Supplied material START

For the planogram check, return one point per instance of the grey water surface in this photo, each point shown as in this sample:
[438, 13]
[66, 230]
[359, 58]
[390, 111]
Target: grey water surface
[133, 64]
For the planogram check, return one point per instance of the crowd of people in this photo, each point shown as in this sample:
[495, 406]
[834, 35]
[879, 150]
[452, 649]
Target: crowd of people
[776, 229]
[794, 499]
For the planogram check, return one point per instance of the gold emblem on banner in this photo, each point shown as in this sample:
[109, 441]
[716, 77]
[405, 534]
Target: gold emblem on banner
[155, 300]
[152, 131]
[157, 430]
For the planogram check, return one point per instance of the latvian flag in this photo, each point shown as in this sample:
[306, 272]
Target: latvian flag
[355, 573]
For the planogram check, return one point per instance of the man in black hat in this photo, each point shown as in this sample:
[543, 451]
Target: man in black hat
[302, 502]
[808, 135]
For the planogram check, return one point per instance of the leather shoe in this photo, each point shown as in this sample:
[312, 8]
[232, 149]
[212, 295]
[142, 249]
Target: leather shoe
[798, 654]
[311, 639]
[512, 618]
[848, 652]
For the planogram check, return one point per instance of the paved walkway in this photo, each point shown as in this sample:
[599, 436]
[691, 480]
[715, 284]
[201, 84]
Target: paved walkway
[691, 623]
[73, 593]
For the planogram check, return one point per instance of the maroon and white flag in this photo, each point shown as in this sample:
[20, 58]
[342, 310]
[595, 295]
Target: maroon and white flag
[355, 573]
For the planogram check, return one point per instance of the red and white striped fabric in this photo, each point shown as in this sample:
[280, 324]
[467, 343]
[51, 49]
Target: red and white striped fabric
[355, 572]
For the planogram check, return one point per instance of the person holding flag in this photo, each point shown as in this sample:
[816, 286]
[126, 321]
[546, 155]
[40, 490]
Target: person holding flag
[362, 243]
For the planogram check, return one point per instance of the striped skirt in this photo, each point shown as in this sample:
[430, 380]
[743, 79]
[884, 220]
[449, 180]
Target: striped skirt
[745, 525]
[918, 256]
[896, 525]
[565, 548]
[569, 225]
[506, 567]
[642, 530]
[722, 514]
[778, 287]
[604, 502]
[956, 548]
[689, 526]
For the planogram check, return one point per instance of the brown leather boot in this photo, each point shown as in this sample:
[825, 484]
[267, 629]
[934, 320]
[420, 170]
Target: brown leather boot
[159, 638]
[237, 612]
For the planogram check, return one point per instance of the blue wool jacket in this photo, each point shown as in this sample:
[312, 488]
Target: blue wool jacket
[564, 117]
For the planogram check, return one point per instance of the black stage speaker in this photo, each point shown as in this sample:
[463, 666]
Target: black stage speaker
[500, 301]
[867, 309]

Supplied material END
Supplied material START

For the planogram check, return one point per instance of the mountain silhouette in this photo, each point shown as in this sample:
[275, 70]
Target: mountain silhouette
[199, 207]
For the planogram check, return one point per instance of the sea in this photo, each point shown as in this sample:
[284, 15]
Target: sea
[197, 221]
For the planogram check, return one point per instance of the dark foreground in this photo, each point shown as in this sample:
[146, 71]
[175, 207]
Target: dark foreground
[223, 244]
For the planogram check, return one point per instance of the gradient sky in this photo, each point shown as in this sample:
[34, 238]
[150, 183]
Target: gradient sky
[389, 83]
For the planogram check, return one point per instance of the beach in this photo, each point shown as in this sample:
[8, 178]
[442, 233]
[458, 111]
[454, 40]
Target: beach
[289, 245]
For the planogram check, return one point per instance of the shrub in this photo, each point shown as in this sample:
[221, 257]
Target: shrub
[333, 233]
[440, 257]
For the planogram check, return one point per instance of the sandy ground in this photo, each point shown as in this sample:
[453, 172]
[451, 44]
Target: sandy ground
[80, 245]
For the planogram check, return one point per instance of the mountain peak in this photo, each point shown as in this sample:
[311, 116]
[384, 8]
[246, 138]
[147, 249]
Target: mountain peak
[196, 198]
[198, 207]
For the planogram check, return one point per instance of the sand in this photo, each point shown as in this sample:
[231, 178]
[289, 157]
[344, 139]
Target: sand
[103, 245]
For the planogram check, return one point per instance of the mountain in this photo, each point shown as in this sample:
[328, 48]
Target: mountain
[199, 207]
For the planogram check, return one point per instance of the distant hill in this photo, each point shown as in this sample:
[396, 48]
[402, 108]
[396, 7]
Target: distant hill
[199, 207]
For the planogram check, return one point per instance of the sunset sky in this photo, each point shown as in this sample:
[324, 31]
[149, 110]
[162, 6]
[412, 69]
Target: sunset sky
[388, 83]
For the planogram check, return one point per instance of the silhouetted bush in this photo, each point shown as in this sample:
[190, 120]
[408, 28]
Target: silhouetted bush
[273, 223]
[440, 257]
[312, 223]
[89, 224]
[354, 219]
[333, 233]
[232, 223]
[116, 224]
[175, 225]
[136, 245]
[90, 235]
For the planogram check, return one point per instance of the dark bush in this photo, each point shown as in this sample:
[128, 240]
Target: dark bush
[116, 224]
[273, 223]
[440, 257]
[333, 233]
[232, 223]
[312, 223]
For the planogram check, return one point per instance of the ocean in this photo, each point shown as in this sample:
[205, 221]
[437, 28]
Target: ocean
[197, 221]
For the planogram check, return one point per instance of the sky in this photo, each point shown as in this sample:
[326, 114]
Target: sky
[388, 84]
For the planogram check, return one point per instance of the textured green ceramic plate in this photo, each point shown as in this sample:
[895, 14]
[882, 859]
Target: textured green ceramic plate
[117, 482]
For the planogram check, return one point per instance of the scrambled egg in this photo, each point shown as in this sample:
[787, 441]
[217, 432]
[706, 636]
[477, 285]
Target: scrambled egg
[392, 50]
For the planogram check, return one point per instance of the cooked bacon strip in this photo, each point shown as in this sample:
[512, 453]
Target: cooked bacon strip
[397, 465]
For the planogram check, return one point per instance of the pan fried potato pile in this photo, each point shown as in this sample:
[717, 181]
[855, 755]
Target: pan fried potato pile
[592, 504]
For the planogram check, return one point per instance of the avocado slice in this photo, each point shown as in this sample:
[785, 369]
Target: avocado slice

Supplied material END
Supplied material START

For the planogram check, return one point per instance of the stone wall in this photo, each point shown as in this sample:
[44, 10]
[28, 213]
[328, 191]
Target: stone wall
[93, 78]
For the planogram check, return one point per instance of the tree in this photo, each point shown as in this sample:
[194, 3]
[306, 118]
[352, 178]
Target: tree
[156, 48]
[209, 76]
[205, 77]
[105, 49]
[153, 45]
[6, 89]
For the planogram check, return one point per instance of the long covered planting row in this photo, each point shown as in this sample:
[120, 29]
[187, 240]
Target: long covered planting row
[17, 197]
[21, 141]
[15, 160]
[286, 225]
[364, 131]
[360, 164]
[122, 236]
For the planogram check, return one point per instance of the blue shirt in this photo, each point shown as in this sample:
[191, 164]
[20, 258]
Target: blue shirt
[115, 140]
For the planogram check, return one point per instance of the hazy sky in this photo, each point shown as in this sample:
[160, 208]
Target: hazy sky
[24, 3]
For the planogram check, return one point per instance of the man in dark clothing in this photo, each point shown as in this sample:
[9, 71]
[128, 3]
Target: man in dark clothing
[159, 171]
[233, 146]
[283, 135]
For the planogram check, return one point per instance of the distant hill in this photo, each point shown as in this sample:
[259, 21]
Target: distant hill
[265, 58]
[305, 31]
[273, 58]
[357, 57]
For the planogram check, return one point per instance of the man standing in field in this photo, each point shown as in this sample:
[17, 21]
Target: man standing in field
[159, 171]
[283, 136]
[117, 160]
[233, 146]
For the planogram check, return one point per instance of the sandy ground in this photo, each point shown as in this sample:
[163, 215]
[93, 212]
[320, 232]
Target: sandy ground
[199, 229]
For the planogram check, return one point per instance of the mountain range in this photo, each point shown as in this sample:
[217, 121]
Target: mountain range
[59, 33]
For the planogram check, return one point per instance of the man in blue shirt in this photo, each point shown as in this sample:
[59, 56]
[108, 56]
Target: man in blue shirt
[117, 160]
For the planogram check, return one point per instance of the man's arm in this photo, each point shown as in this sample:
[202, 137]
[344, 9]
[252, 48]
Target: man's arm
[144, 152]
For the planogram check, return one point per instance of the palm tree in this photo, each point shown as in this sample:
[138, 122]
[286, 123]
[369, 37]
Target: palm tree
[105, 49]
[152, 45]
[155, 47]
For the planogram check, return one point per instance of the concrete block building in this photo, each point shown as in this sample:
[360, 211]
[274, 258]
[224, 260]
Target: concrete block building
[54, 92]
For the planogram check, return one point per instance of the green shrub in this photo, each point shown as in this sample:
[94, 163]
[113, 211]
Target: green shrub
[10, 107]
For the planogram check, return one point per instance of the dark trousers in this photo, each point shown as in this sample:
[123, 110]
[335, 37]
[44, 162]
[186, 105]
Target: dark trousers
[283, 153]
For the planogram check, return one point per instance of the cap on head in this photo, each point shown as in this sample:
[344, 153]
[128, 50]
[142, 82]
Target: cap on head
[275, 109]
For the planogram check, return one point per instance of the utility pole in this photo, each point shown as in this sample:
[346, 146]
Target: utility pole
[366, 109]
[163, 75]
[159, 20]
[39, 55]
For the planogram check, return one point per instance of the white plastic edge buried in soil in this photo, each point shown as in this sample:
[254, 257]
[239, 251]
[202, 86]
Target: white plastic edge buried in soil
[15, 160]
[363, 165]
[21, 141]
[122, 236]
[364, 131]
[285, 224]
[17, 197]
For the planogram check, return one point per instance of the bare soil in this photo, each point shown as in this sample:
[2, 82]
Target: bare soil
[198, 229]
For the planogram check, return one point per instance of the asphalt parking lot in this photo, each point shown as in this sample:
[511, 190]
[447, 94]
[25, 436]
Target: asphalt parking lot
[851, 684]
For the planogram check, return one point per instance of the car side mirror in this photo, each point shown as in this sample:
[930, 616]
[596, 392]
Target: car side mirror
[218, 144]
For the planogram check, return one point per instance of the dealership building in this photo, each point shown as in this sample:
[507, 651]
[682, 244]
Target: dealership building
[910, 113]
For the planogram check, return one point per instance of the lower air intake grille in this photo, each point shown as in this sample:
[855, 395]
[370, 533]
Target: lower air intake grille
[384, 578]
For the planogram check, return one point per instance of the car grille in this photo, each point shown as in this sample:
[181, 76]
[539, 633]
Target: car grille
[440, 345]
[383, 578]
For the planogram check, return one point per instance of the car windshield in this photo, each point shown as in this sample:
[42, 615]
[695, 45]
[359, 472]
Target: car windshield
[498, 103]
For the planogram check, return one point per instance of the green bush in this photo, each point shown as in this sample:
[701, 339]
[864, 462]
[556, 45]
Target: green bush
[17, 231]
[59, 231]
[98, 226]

Supplied material END

== Task requirements ==
Only the lines containing "slice" are needed; copy each of them from the data.

== Answer area ==
For the planogram check, return one point per instance of the avocado slice in this photo, each point shown as in this sample:
Target: avocado slice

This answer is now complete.